■ **Problem description**
List all the lines in these records that hold "this".

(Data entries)
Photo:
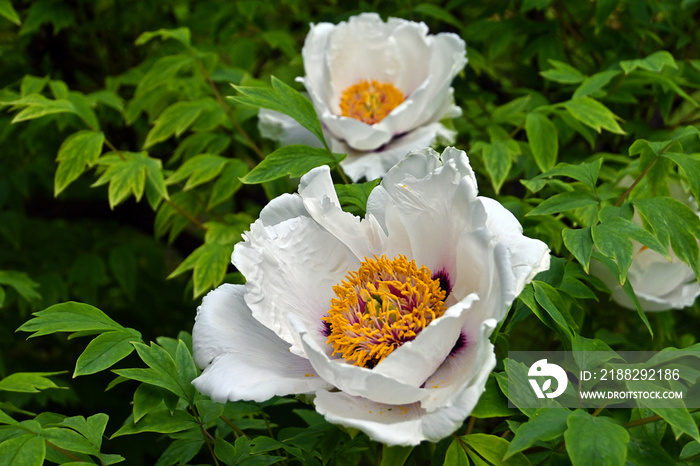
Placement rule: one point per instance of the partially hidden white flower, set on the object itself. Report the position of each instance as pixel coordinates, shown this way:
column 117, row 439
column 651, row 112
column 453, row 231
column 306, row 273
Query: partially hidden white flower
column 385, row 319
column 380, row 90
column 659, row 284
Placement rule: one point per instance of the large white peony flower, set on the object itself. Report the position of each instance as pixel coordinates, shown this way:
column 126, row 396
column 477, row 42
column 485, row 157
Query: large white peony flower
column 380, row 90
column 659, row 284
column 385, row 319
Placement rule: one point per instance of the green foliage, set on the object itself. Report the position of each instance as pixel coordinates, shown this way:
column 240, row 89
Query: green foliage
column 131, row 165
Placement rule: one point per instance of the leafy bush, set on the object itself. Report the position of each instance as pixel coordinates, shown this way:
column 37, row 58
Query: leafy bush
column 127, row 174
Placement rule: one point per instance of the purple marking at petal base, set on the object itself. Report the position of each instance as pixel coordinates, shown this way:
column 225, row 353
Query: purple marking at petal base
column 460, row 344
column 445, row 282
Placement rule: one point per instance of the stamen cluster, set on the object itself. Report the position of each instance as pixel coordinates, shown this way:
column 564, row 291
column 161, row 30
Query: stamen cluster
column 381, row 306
* * *
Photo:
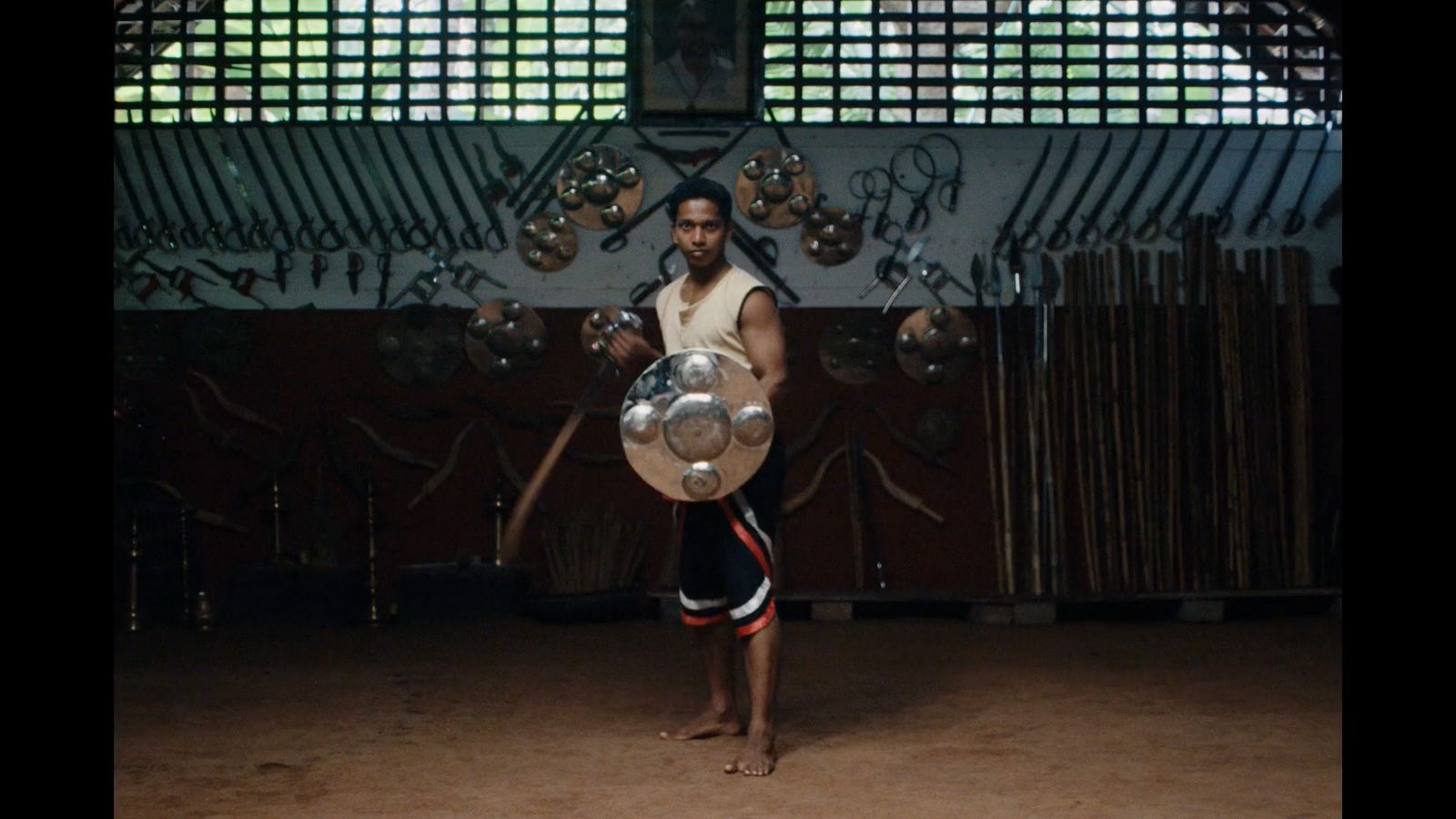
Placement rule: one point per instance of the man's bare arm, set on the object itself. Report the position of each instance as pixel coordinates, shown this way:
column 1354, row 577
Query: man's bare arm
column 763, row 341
---
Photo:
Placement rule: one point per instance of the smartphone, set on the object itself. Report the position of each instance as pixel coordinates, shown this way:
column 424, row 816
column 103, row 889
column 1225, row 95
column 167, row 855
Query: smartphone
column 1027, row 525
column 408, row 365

■ **Written answer**
Placement rule: one point per instance of the partially hidden white flower, set on the object itself. Report the position of each instance as pixel coordinates, shown this way:
Placement rule: one point per instance of the large white peony flower, set on the object itself. Report the position of each instance as pixel coordinates, shown this way:
Placement rule: one point per instance of the green foliage, set on the object itself. Report the position of each instance as pixel coordinates, shown this way:
Placement rule: one point per instance of the leafy bush, set on the object itself. Report the position of each instance as pixel coordinates, shown this way:
Placement rule: one point per instance of the purple marking at petal base, set on the object itself. Report the position of each instance as pixel coordinates, shown this way:
Placement rule: one point per instance of the stamen cluster, set on the object itself. Report the position of each instance as pixel coordinates, shown this way:
Placement rule: one point per instance of the man's bare arm, set on the object itself. Report the position of each instance as pixel coordinates, shown this way:
Placement rule: one point per instance of the smartphone, set on the object itself. Report the position of each instance as pixel coordinates, shown this way:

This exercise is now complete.